STATED EXERCISE - Retype the data that follows line by line, exactly, and leave its pictures out.

━━━━━━

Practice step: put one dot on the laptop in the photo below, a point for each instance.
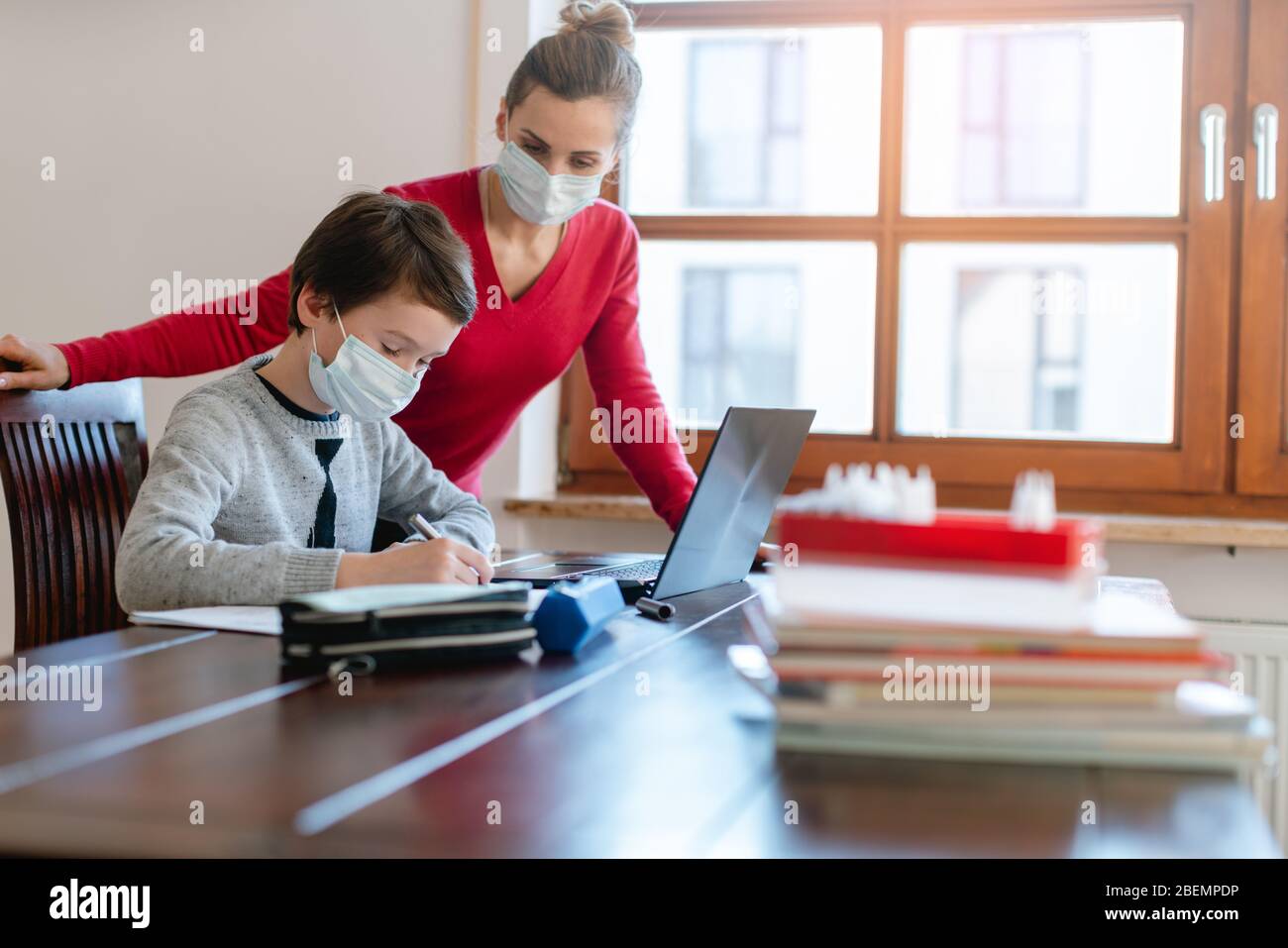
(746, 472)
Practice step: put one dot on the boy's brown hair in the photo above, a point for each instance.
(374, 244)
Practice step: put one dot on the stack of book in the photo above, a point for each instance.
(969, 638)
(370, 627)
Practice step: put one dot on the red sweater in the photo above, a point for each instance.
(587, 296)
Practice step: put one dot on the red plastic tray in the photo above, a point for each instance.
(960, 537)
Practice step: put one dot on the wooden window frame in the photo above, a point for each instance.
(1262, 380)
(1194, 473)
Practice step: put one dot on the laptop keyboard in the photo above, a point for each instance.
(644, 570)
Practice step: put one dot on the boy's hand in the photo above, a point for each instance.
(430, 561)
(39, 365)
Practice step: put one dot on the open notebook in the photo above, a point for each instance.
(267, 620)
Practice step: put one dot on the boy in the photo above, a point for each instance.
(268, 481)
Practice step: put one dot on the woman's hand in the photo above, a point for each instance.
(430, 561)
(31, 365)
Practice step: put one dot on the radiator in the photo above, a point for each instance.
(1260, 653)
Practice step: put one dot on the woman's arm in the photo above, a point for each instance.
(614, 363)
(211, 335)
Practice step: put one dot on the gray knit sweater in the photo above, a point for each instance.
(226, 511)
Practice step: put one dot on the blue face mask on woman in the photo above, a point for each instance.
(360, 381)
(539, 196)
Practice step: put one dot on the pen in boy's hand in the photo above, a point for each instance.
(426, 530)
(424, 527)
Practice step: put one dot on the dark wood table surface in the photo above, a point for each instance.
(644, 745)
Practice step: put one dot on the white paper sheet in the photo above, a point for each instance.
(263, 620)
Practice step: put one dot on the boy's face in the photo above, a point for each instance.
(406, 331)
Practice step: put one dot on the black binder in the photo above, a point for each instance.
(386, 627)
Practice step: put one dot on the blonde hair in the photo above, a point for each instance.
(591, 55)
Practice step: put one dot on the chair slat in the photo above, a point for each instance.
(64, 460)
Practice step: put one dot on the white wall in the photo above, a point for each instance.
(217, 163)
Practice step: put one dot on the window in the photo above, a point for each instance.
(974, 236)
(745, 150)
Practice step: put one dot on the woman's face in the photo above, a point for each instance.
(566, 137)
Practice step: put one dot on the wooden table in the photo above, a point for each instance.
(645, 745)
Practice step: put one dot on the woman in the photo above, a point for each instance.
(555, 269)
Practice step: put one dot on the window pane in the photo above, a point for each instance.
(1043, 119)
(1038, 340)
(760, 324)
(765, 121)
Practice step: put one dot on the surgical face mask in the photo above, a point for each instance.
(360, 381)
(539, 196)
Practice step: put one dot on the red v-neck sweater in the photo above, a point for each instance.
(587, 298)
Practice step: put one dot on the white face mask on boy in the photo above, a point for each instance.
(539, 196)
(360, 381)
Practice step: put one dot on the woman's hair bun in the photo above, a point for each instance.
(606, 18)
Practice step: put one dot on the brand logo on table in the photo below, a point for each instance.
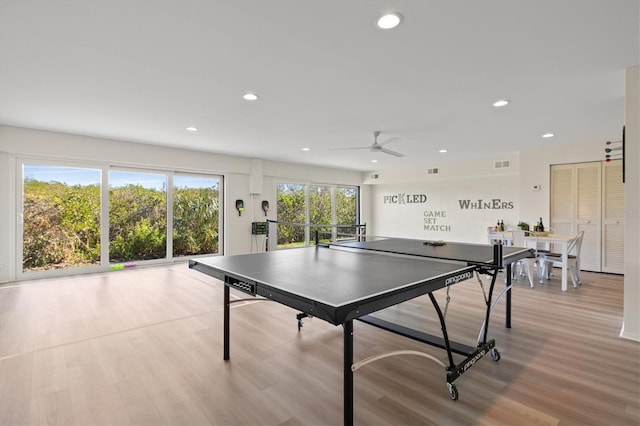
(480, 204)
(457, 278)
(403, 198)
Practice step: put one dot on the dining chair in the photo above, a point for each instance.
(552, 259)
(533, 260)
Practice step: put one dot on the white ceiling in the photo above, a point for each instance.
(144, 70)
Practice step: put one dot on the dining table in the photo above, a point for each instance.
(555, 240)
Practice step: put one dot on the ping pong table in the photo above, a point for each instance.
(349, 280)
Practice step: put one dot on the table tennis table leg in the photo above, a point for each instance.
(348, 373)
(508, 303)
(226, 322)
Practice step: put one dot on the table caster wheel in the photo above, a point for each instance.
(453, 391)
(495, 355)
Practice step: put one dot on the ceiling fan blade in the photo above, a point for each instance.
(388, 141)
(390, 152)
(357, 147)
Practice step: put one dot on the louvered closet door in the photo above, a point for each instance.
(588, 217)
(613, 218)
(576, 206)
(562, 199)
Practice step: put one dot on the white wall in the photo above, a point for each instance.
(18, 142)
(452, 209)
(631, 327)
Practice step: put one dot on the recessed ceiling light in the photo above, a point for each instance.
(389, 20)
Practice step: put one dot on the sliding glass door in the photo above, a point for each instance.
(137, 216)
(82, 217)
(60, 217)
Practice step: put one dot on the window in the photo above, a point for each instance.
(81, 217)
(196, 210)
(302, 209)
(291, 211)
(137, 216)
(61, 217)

━━━━━━

ANSWER TO THIS PROBLEM -
Practice step: put one dot on the laptop in the photo below, a point for each instance.
(746, 472)
Practice step: put one dot on the boy's brown hair in the photo above, a point for each instance.
(374, 244)
Practice step: put one dot on the stack of book in the photo above, a point for each instance.
(969, 638)
(370, 627)
Practice step: put one dot on the red sweater in the photo above, a point for each instance.
(587, 296)
Practice step: put one dot on the red plastic tray in the photo above, a point for each instance.
(960, 537)
Practice step: put one dot on the wooden window frame in the photo above, a point for each instance.
(1262, 380)
(1194, 473)
Practice step: put one dot on the laptop keyboard in the photo above, a point for each instance.
(644, 570)
Practice step: put one dot on the boy's hand in the photo above, a point for each instance.
(430, 561)
(39, 365)
Practice step: put one dot on the open notebook in the photo above, a point for each instance.
(267, 620)
Practice step: put one dot on the boy in the photo above, a point for each instance.
(268, 481)
Practice step: put one dot on the woman's hand in the photo above, a point for each instance.
(430, 561)
(31, 365)
Practice step: put one dot on the radiator in the photo above, a point for each instance.
(1260, 653)
Practice step: put one dot on the woman's arm in the photo above, a point for each instance.
(614, 363)
(211, 335)
Practice step: put one dot on the gray knit sweater in the photo above, a point for each instance.
(226, 511)
Practice step: put one dot on the blue face mask on woman in the photo above, a point for each instance.
(360, 381)
(539, 196)
Practice step: put one dot on the pen in boy's hand in the photo above, a point for each instance.
(426, 530)
(424, 527)
Practice step: put one dot on the dark wood table surface in the photo above, a point for each instance.
(644, 745)
Practice step: put one dot on the white paper sheet in the photo above, a point for each instance.
(263, 620)
Practice step: put one dot on the boy's face in the photo above, a point for each instance.
(406, 331)
Practice step: put one dot on the black binder in the photo above, a point for each instance.
(386, 627)
Practice step: put one dot on the blonde hair in the photo above, a point for each instance.
(591, 55)
Practice step: put one dot on the chair slat in the photo above, a point for each instance.
(64, 460)
Practice step: put one dot on the white wall in the photo above, a point for each instance.
(217, 163)
Practice step: put one dot on the window in the photo above, a point for each instance.
(974, 236)
(745, 150)
Practice step: put one dot on the woman's face in the photo above, a point for each instance.
(566, 137)
Practice step: put one dot on the wooden table in the photo above, a point for each instance.
(645, 745)
Practice step: put one dot on the woman in the photo above, a point for each instance.
(555, 269)
Practice step: put one dot on the window pane in the photo above, a point for each instance.
(1043, 119)
(1038, 340)
(760, 324)
(765, 121)
Practice step: put one dot on the surgical face mask in the photo above, a point for each instance.
(360, 381)
(539, 196)
Practice step: put one dot on the red v-neck sweater in the photo above, a point for each instance.
(587, 298)
Practice step: put one dot on the white face mask on boy in the photo above, a point for each instance.
(539, 196)
(360, 381)
Practice step: put one dot on the woman's hair bun in the photo above, a point for each instance.
(606, 18)
Practice step: put one dot on the brand logo on table in the photo below, a point for each instance.
(480, 204)
(457, 278)
(403, 198)
Practice step: put one dot on the dining chair in the photo above, a point for each instance.
(552, 259)
(533, 260)
Practice step: put one dot on the white ceiling in the photo above, a point for each instance.
(144, 70)
Practice step: put one dot on the dining table in the photo above, a point for each instance.
(555, 240)
Practice step: put one dot on the ping pong table in the photo above, a point for each instance.
(349, 280)
Practice step: put one dot on the table tennis table leg in the photo above, a point for each instance.
(348, 373)
(508, 303)
(226, 322)
Practice step: put one dot on the table caster wheel in the photo above, a point for each instance.
(453, 391)
(495, 355)
Practice step: put one dot on the ceiling fan blade in the photo above, a point for each instance.
(388, 141)
(390, 152)
(357, 147)
Practice step: put one dot on the louvered closet door in the photo above, a point for each instance.
(588, 217)
(613, 218)
(576, 206)
(562, 199)
Practice step: put one dot on the white wall in the photo above, a point for each instance.
(18, 142)
(452, 209)
(631, 327)
Practice step: put one dot on the recessed ceiling light in the photo above, a point for each instance.
(389, 20)
Practice step: put one dot on the sliding glass door in the photo above, a point for each instance.
(137, 216)
(82, 217)
(60, 217)
Practice step: put one dot on the window in the photo above, a point for each instance.
(81, 217)
(196, 210)
(302, 209)
(291, 211)
(137, 216)
(61, 217)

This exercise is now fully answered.